AVAILABLE RECORDS section start

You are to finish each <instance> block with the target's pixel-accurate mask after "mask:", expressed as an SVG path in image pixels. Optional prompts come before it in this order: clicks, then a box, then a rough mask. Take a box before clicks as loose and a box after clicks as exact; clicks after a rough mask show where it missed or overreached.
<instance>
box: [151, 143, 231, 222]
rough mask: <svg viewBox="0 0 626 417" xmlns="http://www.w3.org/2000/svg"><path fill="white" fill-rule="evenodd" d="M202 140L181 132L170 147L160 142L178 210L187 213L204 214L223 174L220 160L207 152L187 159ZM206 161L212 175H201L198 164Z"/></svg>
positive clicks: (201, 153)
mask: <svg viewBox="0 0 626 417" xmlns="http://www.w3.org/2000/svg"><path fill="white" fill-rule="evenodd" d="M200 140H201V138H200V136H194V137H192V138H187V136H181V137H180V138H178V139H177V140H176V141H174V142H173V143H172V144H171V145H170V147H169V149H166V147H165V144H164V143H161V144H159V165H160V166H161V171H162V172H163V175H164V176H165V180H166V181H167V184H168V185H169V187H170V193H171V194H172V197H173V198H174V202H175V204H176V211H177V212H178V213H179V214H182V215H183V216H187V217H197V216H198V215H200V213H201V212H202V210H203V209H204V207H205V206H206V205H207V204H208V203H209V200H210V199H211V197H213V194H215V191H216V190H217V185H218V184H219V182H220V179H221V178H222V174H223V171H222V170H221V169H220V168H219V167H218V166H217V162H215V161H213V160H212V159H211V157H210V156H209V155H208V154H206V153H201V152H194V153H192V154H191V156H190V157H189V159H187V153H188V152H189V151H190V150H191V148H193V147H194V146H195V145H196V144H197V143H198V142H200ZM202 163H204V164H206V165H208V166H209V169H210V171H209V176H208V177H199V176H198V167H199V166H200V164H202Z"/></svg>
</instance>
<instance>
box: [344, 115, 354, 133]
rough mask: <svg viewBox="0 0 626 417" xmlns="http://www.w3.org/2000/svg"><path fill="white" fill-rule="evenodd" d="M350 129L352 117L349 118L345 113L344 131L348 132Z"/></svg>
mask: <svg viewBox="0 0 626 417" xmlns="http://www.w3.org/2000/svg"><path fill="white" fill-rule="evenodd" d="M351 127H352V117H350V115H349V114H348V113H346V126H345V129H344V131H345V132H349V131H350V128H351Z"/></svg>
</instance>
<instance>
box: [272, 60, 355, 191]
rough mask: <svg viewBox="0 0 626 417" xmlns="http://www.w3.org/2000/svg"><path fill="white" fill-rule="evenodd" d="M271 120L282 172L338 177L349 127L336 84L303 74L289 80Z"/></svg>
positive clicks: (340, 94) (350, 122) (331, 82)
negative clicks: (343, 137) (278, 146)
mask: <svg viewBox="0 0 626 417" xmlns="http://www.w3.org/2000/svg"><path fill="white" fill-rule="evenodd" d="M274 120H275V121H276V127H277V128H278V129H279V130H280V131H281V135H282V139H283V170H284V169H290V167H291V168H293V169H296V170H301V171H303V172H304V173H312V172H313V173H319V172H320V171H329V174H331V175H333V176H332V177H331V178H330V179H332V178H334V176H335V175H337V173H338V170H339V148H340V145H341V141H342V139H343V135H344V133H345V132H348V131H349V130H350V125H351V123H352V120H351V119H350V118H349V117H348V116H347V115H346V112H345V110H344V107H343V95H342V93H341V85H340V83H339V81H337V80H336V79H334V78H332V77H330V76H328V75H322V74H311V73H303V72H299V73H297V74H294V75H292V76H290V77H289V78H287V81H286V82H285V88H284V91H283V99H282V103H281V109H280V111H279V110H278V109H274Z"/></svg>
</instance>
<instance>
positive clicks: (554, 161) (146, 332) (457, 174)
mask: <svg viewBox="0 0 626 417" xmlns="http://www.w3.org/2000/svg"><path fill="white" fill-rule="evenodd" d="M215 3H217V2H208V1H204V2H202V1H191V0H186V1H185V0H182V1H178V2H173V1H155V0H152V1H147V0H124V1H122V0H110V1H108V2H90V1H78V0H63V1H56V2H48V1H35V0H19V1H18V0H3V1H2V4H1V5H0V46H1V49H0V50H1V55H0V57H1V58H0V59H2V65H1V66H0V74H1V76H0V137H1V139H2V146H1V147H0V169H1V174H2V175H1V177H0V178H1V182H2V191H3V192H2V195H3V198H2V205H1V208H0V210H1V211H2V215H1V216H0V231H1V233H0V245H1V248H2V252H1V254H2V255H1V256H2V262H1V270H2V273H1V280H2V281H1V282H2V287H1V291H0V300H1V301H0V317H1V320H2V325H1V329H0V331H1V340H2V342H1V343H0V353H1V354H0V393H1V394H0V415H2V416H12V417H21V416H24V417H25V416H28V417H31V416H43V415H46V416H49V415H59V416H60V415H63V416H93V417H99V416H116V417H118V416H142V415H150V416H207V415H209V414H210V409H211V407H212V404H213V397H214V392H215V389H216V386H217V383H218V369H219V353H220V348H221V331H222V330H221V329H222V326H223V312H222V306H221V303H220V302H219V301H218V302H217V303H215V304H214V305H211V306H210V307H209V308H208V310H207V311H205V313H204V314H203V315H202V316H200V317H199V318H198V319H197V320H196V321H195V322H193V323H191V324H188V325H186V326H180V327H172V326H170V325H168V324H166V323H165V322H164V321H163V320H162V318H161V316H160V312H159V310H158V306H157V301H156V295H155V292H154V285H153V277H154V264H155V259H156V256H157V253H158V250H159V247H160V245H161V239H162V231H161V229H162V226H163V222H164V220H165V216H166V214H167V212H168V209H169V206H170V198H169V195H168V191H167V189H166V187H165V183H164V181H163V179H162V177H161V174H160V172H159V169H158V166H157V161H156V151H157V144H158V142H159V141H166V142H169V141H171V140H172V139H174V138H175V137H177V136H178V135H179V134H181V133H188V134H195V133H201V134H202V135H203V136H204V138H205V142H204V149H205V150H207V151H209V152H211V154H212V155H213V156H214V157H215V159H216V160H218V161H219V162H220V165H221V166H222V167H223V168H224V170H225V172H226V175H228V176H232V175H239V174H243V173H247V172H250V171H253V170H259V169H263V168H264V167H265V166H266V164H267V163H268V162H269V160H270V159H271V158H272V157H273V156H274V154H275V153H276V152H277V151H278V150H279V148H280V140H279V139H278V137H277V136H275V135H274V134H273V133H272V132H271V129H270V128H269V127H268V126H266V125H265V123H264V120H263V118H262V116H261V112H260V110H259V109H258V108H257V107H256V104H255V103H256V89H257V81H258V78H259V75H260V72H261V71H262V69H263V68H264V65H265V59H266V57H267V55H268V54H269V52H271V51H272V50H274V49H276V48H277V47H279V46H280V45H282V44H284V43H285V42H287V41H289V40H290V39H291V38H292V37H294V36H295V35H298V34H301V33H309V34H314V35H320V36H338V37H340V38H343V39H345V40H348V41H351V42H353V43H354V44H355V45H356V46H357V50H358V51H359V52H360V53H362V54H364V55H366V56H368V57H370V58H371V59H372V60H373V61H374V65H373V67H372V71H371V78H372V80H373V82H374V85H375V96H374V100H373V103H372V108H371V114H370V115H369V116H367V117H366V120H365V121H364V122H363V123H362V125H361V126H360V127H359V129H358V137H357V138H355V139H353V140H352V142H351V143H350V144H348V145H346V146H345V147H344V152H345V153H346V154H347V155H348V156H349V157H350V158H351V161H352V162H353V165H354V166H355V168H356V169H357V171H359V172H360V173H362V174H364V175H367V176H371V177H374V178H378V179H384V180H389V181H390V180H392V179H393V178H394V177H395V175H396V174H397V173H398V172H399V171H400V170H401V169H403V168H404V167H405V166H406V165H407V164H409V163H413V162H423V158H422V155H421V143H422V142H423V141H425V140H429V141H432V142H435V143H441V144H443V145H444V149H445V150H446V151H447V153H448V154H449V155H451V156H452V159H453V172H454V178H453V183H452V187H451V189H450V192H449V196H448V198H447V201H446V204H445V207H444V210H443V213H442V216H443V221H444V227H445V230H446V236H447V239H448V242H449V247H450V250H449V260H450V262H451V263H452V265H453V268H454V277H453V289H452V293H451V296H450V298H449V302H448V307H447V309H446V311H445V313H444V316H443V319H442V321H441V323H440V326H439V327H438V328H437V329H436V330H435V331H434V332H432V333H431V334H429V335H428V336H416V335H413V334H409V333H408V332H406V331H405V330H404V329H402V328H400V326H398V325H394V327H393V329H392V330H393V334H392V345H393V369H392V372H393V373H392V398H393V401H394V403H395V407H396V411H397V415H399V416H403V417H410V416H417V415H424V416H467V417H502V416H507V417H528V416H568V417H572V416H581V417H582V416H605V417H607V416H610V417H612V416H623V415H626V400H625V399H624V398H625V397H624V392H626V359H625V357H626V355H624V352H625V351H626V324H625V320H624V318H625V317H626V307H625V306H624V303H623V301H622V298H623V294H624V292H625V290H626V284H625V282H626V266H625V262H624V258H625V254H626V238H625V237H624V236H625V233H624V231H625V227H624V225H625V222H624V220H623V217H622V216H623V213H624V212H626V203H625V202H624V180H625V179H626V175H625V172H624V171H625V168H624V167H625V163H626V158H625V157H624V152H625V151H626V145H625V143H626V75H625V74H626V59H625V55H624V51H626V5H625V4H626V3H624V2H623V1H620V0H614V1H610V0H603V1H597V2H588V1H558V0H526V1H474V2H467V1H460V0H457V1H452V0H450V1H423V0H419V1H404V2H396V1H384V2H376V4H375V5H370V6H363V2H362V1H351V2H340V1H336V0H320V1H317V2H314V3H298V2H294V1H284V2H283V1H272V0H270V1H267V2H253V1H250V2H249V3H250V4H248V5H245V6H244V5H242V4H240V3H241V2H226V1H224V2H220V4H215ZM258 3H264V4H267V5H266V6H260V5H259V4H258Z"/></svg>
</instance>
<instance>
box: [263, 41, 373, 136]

AVAILABLE RECORDS section end
AVAILABLE RECORDS section start

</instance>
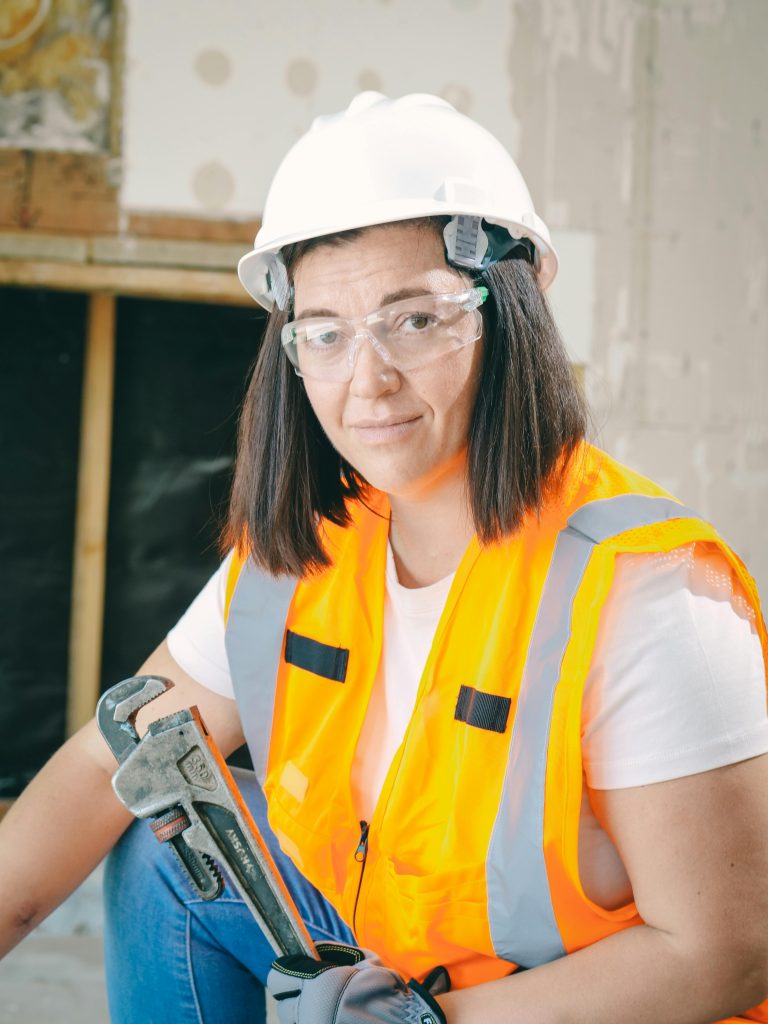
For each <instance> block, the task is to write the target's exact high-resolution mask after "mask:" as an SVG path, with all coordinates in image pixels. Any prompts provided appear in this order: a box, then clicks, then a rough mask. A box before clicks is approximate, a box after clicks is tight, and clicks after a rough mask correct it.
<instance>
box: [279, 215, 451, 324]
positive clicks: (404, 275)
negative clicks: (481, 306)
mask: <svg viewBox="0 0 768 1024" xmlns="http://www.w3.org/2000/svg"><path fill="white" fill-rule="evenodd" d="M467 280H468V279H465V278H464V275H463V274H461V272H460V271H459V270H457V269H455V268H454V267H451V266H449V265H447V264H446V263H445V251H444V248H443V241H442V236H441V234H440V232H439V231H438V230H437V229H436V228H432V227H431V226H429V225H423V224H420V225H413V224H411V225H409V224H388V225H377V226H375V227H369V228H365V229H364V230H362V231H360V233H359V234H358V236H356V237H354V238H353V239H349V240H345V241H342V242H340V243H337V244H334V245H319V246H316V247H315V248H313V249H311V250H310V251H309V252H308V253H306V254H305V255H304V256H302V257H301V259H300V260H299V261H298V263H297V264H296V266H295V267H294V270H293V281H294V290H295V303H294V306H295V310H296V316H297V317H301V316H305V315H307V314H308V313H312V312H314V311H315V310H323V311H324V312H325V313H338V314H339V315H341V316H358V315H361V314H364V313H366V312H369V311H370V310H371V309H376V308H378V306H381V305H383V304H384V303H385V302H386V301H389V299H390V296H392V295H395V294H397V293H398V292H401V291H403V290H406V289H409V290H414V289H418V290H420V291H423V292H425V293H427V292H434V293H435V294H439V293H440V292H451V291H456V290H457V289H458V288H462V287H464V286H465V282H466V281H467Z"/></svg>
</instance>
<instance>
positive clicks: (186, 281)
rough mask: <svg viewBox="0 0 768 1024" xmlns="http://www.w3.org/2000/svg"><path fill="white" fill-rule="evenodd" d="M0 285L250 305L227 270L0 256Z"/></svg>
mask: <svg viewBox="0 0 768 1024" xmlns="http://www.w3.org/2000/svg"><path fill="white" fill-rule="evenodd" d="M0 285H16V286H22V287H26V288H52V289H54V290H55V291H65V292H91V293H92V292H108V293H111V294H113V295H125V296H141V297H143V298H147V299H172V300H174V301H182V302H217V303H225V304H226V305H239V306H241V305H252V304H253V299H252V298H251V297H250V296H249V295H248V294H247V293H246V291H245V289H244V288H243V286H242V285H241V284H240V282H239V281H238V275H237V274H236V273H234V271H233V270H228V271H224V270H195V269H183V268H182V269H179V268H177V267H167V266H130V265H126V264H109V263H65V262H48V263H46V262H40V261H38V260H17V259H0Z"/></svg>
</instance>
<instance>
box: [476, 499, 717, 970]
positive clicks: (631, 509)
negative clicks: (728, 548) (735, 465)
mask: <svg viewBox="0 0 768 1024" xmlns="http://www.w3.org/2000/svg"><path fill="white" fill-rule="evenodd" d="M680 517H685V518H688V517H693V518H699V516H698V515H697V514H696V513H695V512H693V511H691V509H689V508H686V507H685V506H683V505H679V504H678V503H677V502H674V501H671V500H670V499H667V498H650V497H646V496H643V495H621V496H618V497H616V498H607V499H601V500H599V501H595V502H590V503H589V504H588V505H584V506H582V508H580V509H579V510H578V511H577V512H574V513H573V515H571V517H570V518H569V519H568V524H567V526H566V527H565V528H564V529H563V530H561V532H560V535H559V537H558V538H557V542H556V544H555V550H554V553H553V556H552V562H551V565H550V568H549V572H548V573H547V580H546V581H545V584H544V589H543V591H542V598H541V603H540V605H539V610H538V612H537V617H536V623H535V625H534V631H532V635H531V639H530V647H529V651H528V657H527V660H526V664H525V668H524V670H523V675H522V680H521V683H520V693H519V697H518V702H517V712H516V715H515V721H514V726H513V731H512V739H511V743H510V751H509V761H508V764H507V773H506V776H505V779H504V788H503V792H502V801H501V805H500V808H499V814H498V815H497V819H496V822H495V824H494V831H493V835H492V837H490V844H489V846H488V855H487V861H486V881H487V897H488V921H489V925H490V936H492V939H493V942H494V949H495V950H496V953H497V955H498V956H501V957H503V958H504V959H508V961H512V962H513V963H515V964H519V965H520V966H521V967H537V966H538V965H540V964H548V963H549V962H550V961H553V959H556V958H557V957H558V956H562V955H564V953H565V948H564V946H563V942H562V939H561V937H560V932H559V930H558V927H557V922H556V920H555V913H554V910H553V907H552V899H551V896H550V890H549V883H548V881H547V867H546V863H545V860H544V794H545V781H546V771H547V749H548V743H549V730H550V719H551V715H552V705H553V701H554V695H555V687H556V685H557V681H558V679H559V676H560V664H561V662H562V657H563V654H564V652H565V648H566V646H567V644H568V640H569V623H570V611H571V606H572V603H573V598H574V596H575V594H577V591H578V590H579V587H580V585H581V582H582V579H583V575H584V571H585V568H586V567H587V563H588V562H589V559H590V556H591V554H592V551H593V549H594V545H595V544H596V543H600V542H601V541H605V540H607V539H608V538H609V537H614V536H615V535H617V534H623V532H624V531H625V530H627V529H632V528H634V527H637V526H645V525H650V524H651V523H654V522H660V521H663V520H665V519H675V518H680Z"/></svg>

AVAILABLE RECORDS section end

# [TASK REQUIREMENTS]
Return every line of the items above that contains the string "negative", treating uppercase and lowercase as different.

# [OUTPUT]
negative clicks: (343, 137) (278, 146)
negative clicks: (481, 306)
negative clicks: (728, 548) (735, 465)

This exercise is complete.